_USING THE INFORMATION_:
• a. In the post below on the new classification of all living organisms, how do the authors describe their own classification?
• b. Transcribe the stretch of the post below on the new classification of all living organisms from "Sunday, May 10, 2015" through "pragmatic and theory-free.".
• c. Go on with the post below on the new classification of all living organisms, starting after its last sentence.

_SUPPLIED PASSAGE_:
--
Sunday, May 10, 2015

A new classification of all living organisms

Of course, the day after I write that there is a near-unanimous consensus that taxa should be monophyletic, I get an alert that a new classification of all of life has been suggested, and it turns out to be proudly non-phylogenetic (Ruggiero et al. 2015, A higher level classification of all living organisms, PLOS One 10: e0119248).

Interestingly, the authors describe their classification as "neither phylogenetic nor evolutionary". There are two ways to read this. Either they don't know what they are talking about, because 'evolutionary' classification is what the proponents of paraphyletic taxa call theirs, and Ruggiero et al's classification has paraphyletic taxa and is consequently 'evolutionary' in that twisted sense; or they mean to indicate that their classification is pragmatic and theory-free.

The latter interpretation would fit with the repeated mention of "serving ... database providers" and "its immediate use as a management tool". In other words, this is about archiving, not science, which is fine as far as it goes. Weirdly, however, the abstract also claims that the new classification would be "immediately valuable as a reference for taxonomic and biodiversity research, as a tool for societal communication, and as a classificatory 'backbone' for biodiversity databases, museum collections, libraries, and textbooks". But that is precisely what a non-phylogenetic classification is not useful for. Naming incomplete, non-natural groups is downright misleading to subsequent taxonomic and biodiversity research, it misinforms the public, and it would misinform students if used in textbooks.
--
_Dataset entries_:
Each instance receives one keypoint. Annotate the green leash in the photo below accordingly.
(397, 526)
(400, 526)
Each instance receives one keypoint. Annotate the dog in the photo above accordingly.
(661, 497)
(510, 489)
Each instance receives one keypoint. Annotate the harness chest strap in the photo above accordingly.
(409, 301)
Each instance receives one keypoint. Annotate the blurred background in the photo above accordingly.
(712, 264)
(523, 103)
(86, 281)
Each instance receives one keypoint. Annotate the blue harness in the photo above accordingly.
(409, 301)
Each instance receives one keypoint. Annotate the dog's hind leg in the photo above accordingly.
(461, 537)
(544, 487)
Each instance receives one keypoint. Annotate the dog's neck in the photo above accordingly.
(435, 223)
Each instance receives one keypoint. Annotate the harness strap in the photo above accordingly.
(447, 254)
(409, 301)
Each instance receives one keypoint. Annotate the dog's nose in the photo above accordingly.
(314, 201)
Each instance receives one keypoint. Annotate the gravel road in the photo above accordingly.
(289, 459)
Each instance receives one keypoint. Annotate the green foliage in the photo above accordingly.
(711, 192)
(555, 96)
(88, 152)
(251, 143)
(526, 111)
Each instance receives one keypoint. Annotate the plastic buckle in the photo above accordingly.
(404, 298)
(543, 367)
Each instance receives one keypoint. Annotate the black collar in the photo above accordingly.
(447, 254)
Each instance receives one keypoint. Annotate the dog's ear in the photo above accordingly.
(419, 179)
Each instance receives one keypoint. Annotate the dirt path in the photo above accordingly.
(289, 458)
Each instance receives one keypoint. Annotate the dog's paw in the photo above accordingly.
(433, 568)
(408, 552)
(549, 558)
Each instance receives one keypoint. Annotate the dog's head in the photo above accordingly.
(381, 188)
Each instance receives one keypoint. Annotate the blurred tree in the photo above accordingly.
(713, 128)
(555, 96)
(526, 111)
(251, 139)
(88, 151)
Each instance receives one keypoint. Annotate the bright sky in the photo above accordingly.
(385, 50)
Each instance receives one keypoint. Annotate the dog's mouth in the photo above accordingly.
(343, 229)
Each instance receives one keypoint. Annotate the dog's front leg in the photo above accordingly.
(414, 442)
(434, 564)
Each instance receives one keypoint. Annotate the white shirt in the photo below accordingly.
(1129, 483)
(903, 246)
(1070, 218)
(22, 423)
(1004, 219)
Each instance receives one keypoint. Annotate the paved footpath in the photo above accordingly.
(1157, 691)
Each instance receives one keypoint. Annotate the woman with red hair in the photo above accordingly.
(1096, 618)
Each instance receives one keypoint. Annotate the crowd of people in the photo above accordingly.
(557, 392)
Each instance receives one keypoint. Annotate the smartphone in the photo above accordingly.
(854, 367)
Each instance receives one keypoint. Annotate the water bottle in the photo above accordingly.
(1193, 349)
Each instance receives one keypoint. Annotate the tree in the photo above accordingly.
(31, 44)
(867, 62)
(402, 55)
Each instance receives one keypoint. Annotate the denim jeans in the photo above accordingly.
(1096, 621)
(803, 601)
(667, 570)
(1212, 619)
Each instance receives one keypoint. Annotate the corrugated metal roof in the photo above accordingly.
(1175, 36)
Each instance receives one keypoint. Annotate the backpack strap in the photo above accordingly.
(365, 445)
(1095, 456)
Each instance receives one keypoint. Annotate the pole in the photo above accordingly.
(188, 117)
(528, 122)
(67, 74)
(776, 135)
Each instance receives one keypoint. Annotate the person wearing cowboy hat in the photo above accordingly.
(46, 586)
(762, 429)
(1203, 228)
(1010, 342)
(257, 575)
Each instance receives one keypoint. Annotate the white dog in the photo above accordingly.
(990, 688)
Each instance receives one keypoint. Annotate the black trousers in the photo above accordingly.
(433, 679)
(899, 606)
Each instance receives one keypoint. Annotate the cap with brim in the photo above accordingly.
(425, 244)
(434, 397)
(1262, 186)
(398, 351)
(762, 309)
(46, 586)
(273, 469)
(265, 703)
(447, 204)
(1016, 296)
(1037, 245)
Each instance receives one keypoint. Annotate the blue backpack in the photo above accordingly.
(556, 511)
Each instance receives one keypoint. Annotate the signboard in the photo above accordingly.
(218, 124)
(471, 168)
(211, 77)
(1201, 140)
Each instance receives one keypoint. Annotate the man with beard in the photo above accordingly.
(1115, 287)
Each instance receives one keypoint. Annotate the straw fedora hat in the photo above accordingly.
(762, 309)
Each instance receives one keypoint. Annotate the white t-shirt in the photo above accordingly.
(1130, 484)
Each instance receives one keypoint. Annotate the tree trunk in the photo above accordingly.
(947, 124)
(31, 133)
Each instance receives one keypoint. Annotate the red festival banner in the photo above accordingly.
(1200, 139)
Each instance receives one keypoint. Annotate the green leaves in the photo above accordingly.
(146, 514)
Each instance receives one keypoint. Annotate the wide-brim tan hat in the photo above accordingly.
--
_WRITTEN RESPONSES_:
• a. As "neither phylogenetic nor evolutionary."

• b.
Sunday, May 10, 2015

A new classification of all living organisms

Of course, the day after I write that there is a near-unanimous consensus that taxa should be monophyletic, I get an alert that a new classification of all of life has been suggested, and it turns out to be proudly non-phylogenetic (Ruggiero et al. 2015, A higher level classification of all living organisms, PLOS One 10: e0119248).

Interestingly, the authors describe their classification as "neither phylogenetic nor evolutionary". There are two ways to read this. Either they don't know what they are talking about, because 'evolutionary' classification is what the proponents of paraphyletic taxa call theirs, and Ruggiero et al's classification has paraphyletic taxa and is consequently 'evolutionary' in that twisted sense; or they mean to indicate that their classification is pragmatic and theory-free.

• c.
So, how much non-monophyly is there in this system? Lots. They recognise the prokaryotes, although it seems fairly clear now that the archaea are at least more closely related and more similar to the eukaryotes than to the bacteria if not paraphyletic to the eukaryotes. They recognise various groups of algae that are paraphyletic to the land plants; the crustaceans, which are paraphyletic to the insects; the paraphyletic reptiles. And that is just scratching the surface. If somebody were to interpret this as a summary of our knowledge of the tree of life they would be seriously mislead.

Thursday, May 7, 2015

The hegemony (or not) of cladism

The opponents of phylogenetic systematics ("cladism"), that is the proponents of non-monophyletic taxa, usually seem to have one of two views of the current situation in systematic biology:

Some of them feel that they are part of a silent majority that is increasingly asserting itself, that there is a sea change, a growing realisation that cladism doesn't make sense and that non-monophyletic taxa need to be accepted. They perceive an increasing number of scientific publications arguing for their position.

Others feel that they are a suppressed minority, whose warnings about the wrong turn that systematics has supposedly taken over the past few decades are ignored and unfairly kept out of the major journals in the area.

These two perspectives are not entirely mutually exclusive - it could be possible that a cabal of influential editors is maintaining the dominance of cladism but that their days are numbered as the next generation moves in - but they still make for a very different perspective on where things are going at the moment. Does phylogenetic systematics have a clear hegemony, and will it last?

My own feeling is that it depends on what you count, what you particularly care for.

Sunday, May 3, 2015

Ancestral character state reconstruction in Mesquite 3: parsimony versus likelihood

One of the more curious recent developments in my area is that some journals now make all reviewer reports available to all of the peer reviewers of a given manuscript. I like it because it allows me to get a better feeling for whether I have been too lenient or too critical, see other colleagues' style of making comments, and so on.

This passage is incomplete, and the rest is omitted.